Dataset records.
- - - - -
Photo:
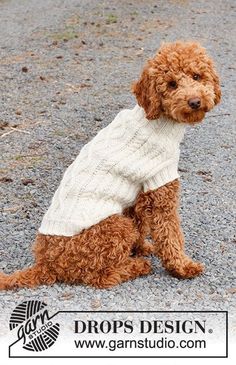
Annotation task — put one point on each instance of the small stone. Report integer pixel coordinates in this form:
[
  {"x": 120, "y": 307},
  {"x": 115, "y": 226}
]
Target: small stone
[
  {"x": 27, "y": 182},
  {"x": 6, "y": 179},
  {"x": 24, "y": 69},
  {"x": 96, "y": 303}
]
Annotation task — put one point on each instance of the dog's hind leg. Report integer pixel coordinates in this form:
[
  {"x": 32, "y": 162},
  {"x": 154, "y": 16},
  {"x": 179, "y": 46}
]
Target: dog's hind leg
[{"x": 167, "y": 234}]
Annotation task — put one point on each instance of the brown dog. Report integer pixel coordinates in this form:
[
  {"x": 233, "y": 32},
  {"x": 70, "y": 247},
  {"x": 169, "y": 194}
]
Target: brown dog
[{"x": 179, "y": 84}]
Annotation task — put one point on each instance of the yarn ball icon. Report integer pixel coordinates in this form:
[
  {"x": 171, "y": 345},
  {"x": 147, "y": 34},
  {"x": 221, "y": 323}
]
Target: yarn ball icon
[{"x": 34, "y": 325}]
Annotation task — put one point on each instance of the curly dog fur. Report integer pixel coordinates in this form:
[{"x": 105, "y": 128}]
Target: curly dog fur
[{"x": 113, "y": 250}]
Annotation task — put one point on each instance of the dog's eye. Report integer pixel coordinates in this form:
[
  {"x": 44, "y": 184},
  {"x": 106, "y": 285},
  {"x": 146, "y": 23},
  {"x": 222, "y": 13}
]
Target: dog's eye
[
  {"x": 172, "y": 84},
  {"x": 196, "y": 77}
]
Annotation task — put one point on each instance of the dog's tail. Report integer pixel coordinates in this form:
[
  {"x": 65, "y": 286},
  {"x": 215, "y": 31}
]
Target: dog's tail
[{"x": 27, "y": 278}]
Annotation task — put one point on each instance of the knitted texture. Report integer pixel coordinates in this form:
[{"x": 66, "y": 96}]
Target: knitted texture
[{"x": 130, "y": 155}]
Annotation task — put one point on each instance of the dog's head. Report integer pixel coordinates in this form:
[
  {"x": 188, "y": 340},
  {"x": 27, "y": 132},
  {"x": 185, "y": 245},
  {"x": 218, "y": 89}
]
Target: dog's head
[{"x": 179, "y": 82}]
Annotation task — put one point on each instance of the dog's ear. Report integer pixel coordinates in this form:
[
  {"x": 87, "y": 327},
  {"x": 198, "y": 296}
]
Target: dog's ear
[{"x": 147, "y": 95}]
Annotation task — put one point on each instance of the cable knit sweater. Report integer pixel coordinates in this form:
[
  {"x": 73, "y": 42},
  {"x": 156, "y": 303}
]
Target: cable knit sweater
[{"x": 130, "y": 155}]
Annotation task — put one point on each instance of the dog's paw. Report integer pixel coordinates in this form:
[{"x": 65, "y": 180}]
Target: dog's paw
[
  {"x": 145, "y": 267},
  {"x": 190, "y": 270}
]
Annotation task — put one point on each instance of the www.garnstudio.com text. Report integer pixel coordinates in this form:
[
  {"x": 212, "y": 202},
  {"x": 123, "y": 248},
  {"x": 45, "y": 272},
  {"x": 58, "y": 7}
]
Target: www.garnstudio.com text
[{"x": 144, "y": 327}]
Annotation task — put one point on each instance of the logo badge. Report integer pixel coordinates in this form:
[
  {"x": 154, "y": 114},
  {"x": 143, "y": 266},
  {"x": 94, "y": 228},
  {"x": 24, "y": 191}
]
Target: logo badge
[{"x": 34, "y": 326}]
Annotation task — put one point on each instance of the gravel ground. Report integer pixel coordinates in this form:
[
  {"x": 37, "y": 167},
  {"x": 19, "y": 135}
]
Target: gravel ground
[{"x": 65, "y": 70}]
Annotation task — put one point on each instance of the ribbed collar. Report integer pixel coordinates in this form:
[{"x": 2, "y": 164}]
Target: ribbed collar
[{"x": 173, "y": 130}]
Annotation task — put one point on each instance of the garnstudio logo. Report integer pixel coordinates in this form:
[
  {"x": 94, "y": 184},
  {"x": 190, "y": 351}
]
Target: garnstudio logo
[{"x": 34, "y": 326}]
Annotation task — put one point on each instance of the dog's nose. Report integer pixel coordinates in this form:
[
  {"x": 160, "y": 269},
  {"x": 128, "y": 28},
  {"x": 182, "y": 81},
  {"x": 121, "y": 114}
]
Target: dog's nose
[{"x": 194, "y": 103}]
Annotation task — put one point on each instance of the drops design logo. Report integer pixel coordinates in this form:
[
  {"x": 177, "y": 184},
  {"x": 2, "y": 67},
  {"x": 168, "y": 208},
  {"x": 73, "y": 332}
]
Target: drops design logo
[{"x": 34, "y": 325}]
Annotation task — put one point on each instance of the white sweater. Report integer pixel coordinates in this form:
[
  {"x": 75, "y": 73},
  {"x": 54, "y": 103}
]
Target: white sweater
[{"x": 130, "y": 155}]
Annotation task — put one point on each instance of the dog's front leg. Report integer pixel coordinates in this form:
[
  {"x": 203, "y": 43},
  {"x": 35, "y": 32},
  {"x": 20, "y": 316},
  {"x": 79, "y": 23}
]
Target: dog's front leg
[{"x": 167, "y": 234}]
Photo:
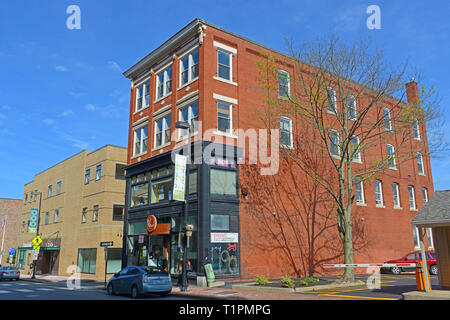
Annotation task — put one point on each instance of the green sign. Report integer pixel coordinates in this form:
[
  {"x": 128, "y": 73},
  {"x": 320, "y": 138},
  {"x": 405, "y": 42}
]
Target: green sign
[{"x": 209, "y": 273}]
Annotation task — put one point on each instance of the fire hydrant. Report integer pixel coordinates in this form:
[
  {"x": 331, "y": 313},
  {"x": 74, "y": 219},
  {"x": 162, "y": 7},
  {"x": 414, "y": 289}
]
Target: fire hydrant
[{"x": 420, "y": 278}]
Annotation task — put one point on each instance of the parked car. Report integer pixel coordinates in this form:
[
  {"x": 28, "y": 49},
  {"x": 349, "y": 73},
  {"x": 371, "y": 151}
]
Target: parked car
[
  {"x": 137, "y": 280},
  {"x": 9, "y": 273},
  {"x": 413, "y": 257}
]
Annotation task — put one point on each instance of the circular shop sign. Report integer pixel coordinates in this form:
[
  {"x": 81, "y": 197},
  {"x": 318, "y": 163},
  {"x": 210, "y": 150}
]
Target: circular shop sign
[{"x": 151, "y": 223}]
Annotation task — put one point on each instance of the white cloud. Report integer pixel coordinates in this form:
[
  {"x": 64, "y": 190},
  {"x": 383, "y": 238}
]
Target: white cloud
- - - - -
Could you retype every record above exactly, leaving the pictures out?

Photo:
Annotation task — put one point on each instance of the small stone. Report integer pixel coordinates in this form:
[
  {"x": 120, "y": 307},
  {"x": 115, "y": 226}
]
Target: small stone
[
  {"x": 27, "y": 182},
  {"x": 6, "y": 179},
  {"x": 24, "y": 69},
  {"x": 96, "y": 303}
]
Annotation task — put one point on each instance of the dog's hind leg. Report integer pixel coordinates in this form:
[
  {"x": 32, "y": 162},
  {"x": 154, "y": 16},
  {"x": 179, "y": 46}
]
Target: dog's hind leg
[{"x": 167, "y": 234}]
Annotation task — put one point on each instance of the brown dog. Report integer pixel coordinates in this form:
[
  {"x": 233, "y": 32},
  {"x": 70, "y": 247},
  {"x": 169, "y": 194}
]
Target: brown dog
[{"x": 179, "y": 84}]
Annotation task — put one point on each instance of the yarn ball icon. Report integer pixel coordinates in this form:
[
  {"x": 171, "y": 345},
  {"x": 147, "y": 34},
  {"x": 221, "y": 323}
]
Target: yarn ball icon
[{"x": 34, "y": 325}]
Annotation task — put one point on each instance of the curly dog fur. Report integer pixel coordinates in this form:
[{"x": 105, "y": 128}]
Target: curly dog fur
[{"x": 113, "y": 250}]
Annotation task — put one point on each instance of the dog's eye. Report integer pixel coordinates in this form:
[
  {"x": 44, "y": 184},
  {"x": 106, "y": 285},
  {"x": 146, "y": 23},
  {"x": 222, "y": 13}
]
Target: dog's eye
[
  {"x": 172, "y": 84},
  {"x": 196, "y": 77}
]
Annotation task — put one point on each instance of the dog's tail. Report integer pixel coordinates in this form:
[
  {"x": 65, "y": 286},
  {"x": 215, "y": 31}
]
Target: dog's tail
[{"x": 27, "y": 278}]
Annotation task — put one point on each instance of the knitted texture. Report integer pixel coordinates in this form:
[{"x": 66, "y": 96}]
Target: knitted texture
[{"x": 130, "y": 155}]
Annotation task — put one point on each instance of the dog's head. Report integer pixel coordinates in this form:
[
  {"x": 188, "y": 340},
  {"x": 27, "y": 132},
  {"x": 185, "y": 245},
  {"x": 218, "y": 89}
]
Target: dog's head
[{"x": 179, "y": 82}]
Annotation task — put one point on each instance of the dog's ear. Report integer pixel coordinates in this form:
[
  {"x": 87, "y": 327},
  {"x": 198, "y": 296}
]
Target: dog's ear
[{"x": 147, "y": 95}]
Annotation task — put one point on each instance of the cable knit sweater. Report integer pixel coordinates in this form:
[
  {"x": 73, "y": 42},
  {"x": 156, "y": 303}
]
Target: cable knit sweater
[{"x": 130, "y": 155}]
Annotation task — put one point on each instance of the dog's paw. Report integer pixel coordinates in this form:
[{"x": 65, "y": 180}]
Target: dog's paw
[
  {"x": 145, "y": 267},
  {"x": 190, "y": 270}
]
Annotation task — put one point on each instance of the www.garnstudio.com text. Report integer pixel coordinates in this form:
[
  {"x": 212, "y": 202},
  {"x": 123, "y": 248},
  {"x": 45, "y": 272},
  {"x": 58, "y": 7}
]
Target: www.garnstudio.com text
[{"x": 144, "y": 327}]
Annotation task — put one point on each instance of the logo badge. Report integer pixel coordinates in this form:
[
  {"x": 154, "y": 114},
  {"x": 143, "y": 266},
  {"x": 94, "y": 228},
  {"x": 24, "y": 191}
]
Target: logo badge
[{"x": 34, "y": 326}]
Annotation task — put one point on each instance of the gravel ground. Report integer pixel coordinates in this form:
[
  {"x": 37, "y": 167},
  {"x": 19, "y": 135}
]
Target: gravel ground
[{"x": 65, "y": 70}]
Annotation task — put one point on each instance of the ribbed collar. Report integer pixel coordinates in this form:
[{"x": 2, "y": 164}]
Target: ribbed collar
[{"x": 173, "y": 130}]
Annotation task — put one point on each instance of the garnstudio logo. Report integer pixel coordinates in this form:
[
  {"x": 94, "y": 184},
  {"x": 190, "y": 351}
]
Target: garnstudio logo
[{"x": 34, "y": 326}]
Annotation task — put one point on each instance of the dog's nose. Report integer pixel coordinates in this form:
[
  {"x": 160, "y": 269},
  {"x": 128, "y": 28},
  {"x": 182, "y": 81},
  {"x": 121, "y": 114}
]
Target: dog's nose
[{"x": 194, "y": 103}]
Annotation task — put one point on each instance of the drops design logo. Report integer pixel coordinates in this form:
[
  {"x": 177, "y": 184},
  {"x": 2, "y": 67},
  {"x": 168, "y": 208},
  {"x": 73, "y": 332}
]
Target: drops design logo
[{"x": 34, "y": 325}]
Annotation task — put one point on each instance of the white sweater. Report integer pixel coordinates in this form:
[
  {"x": 75, "y": 73},
  {"x": 54, "y": 103}
]
Target: white sweater
[{"x": 130, "y": 155}]
Annotation task — put one point on each instance of the dog's front leg. Report integer pixel coordinates in this form:
[
  {"x": 203, "y": 43},
  {"x": 35, "y": 32},
  {"x": 20, "y": 316},
  {"x": 79, "y": 23}
]
Target: dog's front leg
[{"x": 167, "y": 234}]
Photo:
Annotation task — put one point on each instance of the green sign. Report integer pixel coordinates in this form:
[
  {"x": 128, "y": 73},
  {"x": 320, "y": 138},
  {"x": 405, "y": 42}
]
Target: green sign
[{"x": 209, "y": 273}]
Annotation task — put one point on each instance of the fire hydrant. Report integer pixel coordinates in this form:
[
  {"x": 331, "y": 313},
  {"x": 74, "y": 219},
  {"x": 162, "y": 7},
  {"x": 414, "y": 289}
]
Target: fire hydrant
[{"x": 420, "y": 278}]
Annotation task — put one point on each instance of the parked car. Report integer pixel coordinates in this form:
[
  {"x": 28, "y": 49},
  {"x": 349, "y": 73},
  {"x": 371, "y": 151}
]
Target: parked car
[
  {"x": 137, "y": 280},
  {"x": 9, "y": 273},
  {"x": 413, "y": 257}
]
Annotation task — put one point on each instance of the circular shop sign. Report integer pixel coordinates in this form:
[
  {"x": 81, "y": 197},
  {"x": 318, "y": 163},
  {"x": 210, "y": 150}
]
Target: circular shop sign
[{"x": 151, "y": 223}]
Annotation task — put one point on each instance of the white cloud. Report integer pixel coordinates in this form:
[
  {"x": 64, "y": 190},
  {"x": 383, "y": 238}
]
Target: white cloud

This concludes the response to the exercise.